------ Provided records

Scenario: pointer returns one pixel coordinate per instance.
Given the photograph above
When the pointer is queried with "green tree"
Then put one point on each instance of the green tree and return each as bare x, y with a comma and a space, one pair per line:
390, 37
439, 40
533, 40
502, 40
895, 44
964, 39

------------

Exercise details:
Extract each line of the material above and reproduce it word for word, without leaving any out.

Exercise answer:
Scenario: pointer returns one pixel coordinate per instance.
Given the photograph above
When the pointer is queried with "green tree"
Then put one point on each instance of the green tree and return each as bare x, y with a comma and a space, one pair per line:
390, 37
439, 40
533, 40
502, 40
895, 44
964, 39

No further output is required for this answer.